Lemma 15.91.19. Let $I$ be a finitely generated ideal of a ring $A$. Let $K$ be a derived complete object of $D(A)$. If $K \otimes _ A^\mathbf {L} A/I = 0$, then $K = 0$.

** Derived Nakayama **

A related result is [Proposition 6.5, Dwyer-Greenlees]. The derived Nakayama lemma can for example be found in Bhatt's 3rd lecture on Prismatic cohomology at Columbia University in Fall 2018 as Section 2 property (2). Leonid Positselski proposed a proof in https://mathoverflow.net/a/331501. However, we follow the proof suggested by Anonymous in the comments.

* [Written exercise 1]:
Answer each question from the derived Nakayama passage.
(a) What property does the lemma require of the ideal $I$?
(b) Which of Bhatt's lectures on prismatic cohomology contains the derived Nakayama lemma?
(c) Whose proof does the passage follow?
* [Written exercise 2]: Reproduce the stretch of the derived Nakayama passage from "A related result" through "in the comments.", word for word.
Answer using only the derived Nakayama passage.

* [Dataset content]:
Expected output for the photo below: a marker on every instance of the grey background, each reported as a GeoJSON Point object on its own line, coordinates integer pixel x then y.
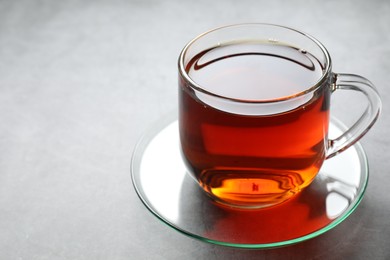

* [Expected output 1]:
(a) $I$ must be finitely generated.
(b) The 3rd lecture, given at Columbia University in Fall 2018.
(c) The proof suggested by Anonymous in the comments.

* [Expected output 2]:
A related result is [Proposition 6.5, Dwyer-Greenlees]. The derived Nakayama lemma can for example be found in Bhatt's 3rd lecture on Prismatic cohomology at Columbia University in Fall 2018 as Section 2 property (2). Leonid Positselski proposed a proof in https://mathoverflow.net/a/331501. However, we follow the proof suggested by Anonymous in the comments.